*** Opening of MATERIAL PROVIDED ***

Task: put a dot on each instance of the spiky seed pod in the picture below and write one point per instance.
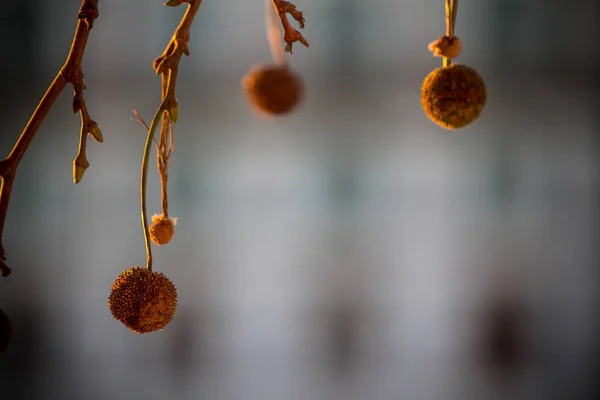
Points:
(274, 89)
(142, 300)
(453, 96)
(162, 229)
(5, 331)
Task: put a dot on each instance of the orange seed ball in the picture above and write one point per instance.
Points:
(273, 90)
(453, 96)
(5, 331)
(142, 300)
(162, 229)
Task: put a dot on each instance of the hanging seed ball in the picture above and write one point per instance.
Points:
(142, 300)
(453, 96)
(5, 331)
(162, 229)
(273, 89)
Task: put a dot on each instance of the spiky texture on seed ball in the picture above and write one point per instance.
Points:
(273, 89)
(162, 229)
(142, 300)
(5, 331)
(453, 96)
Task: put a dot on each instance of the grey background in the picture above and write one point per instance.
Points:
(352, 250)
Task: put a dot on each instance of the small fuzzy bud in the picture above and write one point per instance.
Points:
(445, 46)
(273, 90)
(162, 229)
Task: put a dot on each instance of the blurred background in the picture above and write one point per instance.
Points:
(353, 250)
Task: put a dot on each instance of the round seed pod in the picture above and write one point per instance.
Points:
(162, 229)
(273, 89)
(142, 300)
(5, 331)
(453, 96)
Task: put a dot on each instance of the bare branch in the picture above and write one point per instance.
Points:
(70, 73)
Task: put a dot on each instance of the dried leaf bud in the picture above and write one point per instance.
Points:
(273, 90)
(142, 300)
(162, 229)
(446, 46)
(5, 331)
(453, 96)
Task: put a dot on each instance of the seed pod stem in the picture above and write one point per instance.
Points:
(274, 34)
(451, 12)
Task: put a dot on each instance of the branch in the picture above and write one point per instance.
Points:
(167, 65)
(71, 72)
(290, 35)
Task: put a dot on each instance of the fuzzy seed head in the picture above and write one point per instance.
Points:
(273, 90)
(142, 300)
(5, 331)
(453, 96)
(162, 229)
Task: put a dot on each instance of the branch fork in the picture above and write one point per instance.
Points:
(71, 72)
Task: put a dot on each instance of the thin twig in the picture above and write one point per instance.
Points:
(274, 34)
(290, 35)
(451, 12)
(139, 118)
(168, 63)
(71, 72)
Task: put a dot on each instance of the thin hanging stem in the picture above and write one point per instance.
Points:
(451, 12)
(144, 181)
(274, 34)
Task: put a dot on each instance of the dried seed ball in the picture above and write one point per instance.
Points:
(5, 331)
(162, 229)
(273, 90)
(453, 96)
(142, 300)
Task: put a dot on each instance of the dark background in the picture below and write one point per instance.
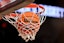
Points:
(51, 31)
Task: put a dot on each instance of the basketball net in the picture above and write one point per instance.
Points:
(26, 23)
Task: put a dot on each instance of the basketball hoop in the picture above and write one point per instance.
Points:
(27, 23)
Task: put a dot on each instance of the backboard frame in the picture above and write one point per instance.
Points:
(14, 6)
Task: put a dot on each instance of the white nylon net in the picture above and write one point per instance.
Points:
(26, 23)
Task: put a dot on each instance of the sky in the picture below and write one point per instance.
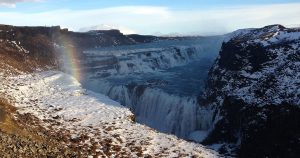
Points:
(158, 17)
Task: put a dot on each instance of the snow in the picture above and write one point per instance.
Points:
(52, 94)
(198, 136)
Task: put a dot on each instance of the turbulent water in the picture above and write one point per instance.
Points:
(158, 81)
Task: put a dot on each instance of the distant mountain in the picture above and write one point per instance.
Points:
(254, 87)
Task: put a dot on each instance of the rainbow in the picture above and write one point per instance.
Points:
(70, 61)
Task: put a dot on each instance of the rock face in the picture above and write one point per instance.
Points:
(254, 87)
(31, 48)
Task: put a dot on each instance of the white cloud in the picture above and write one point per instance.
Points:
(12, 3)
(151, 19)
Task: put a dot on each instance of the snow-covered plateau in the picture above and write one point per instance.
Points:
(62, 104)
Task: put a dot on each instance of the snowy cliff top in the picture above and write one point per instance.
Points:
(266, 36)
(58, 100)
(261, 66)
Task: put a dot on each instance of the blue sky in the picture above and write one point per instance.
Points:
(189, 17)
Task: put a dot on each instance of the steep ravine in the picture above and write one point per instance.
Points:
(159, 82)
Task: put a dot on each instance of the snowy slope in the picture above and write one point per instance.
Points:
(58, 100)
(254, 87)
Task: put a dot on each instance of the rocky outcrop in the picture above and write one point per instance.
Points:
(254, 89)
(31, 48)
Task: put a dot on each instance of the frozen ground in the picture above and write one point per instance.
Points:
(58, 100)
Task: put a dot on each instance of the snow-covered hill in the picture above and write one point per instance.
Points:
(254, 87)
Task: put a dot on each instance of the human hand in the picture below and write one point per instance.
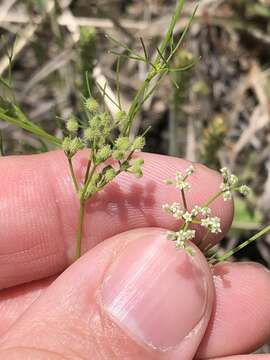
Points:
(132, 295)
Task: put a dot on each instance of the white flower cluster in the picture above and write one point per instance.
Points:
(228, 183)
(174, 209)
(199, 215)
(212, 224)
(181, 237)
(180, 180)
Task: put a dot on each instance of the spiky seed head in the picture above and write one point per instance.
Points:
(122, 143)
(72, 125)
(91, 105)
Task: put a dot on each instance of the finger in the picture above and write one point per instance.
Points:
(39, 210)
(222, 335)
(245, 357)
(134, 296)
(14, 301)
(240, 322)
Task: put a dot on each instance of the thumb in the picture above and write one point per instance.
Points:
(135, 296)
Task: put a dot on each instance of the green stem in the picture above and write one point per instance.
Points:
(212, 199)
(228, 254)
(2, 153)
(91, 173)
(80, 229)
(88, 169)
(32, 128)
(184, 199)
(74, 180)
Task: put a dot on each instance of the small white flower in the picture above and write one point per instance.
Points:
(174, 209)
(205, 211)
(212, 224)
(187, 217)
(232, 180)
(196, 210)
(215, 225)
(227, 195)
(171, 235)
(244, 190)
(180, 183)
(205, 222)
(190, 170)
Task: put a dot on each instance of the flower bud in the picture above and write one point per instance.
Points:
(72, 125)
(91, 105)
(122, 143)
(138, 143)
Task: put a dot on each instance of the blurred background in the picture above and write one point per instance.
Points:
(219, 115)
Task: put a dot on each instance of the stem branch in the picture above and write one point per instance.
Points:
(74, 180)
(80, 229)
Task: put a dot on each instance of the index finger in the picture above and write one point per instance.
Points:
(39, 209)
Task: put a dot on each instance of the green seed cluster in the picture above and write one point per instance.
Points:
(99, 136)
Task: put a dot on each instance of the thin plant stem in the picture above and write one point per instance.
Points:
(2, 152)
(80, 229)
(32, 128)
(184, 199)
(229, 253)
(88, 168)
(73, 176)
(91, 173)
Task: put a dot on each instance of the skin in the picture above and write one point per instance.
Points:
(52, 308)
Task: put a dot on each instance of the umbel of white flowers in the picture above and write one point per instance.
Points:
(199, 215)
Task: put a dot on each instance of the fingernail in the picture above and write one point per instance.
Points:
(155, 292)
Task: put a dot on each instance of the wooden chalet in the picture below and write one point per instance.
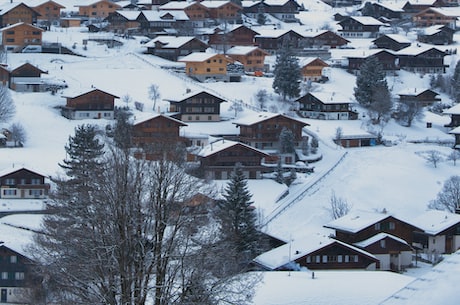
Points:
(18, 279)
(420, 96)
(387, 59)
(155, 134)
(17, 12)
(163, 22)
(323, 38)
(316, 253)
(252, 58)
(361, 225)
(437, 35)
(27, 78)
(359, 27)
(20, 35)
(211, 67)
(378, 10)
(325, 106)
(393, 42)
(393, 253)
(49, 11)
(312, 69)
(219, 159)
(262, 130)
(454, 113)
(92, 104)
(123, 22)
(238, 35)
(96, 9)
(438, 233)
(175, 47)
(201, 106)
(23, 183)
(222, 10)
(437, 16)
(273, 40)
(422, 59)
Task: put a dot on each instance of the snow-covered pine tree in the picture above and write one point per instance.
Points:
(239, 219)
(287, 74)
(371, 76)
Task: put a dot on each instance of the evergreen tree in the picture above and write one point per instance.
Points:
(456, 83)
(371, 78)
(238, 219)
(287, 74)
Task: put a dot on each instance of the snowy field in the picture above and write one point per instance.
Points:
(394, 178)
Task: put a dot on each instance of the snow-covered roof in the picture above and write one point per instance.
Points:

*** Close of MATERIAL PROVIDED ***
*** Opening of MATERIAL PROVIDED ***

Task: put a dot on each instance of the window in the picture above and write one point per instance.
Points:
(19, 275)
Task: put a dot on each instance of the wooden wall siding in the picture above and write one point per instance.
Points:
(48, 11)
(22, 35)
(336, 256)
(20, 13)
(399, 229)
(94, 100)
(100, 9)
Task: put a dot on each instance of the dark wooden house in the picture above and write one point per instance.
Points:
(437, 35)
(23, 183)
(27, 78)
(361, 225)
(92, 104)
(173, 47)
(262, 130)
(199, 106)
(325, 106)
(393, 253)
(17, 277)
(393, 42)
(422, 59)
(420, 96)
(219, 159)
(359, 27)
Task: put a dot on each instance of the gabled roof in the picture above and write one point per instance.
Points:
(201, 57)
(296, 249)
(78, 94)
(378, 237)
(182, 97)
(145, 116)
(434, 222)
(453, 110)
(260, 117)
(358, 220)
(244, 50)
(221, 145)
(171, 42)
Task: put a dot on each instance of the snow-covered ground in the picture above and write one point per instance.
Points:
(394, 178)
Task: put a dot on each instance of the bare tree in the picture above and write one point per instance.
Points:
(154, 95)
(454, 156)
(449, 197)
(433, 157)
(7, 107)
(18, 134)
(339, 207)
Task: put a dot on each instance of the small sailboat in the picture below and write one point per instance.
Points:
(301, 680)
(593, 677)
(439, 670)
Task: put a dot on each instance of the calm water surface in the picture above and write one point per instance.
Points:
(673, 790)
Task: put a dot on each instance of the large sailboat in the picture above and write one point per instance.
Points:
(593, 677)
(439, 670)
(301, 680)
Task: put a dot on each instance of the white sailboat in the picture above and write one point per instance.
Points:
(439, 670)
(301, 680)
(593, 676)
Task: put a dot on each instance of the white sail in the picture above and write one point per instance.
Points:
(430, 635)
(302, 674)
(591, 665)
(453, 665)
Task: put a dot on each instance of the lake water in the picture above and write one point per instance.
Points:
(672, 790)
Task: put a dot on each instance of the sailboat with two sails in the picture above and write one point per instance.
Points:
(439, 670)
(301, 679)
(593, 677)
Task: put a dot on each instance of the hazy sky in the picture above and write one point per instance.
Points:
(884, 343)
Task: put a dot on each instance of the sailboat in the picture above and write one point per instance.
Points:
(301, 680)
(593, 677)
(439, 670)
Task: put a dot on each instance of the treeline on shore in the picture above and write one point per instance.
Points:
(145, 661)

*** Close of MATERIAL PROVIDED ***

YOUR OBJECTIVE
Skipping the pictures, print the lines in the listing above exactly as written, starting at the line with "spiky seed pod" and ending at the line with "Task: put a dot on each instance of the hanging", both included.

EXERCISE ANSWER
Task: put a dot on each instance of the spiky seed pod in the picture below and write one point per instance.
Points:
(274, 89)
(142, 300)
(453, 96)
(162, 229)
(5, 331)
Task: put a dot on each instance of the orange seed ball in the picture above and write one point per instance.
Points:
(273, 90)
(453, 96)
(5, 331)
(142, 300)
(162, 229)
Task: put a dot on each instance of the hanging seed ball in the picture above and write one point per instance.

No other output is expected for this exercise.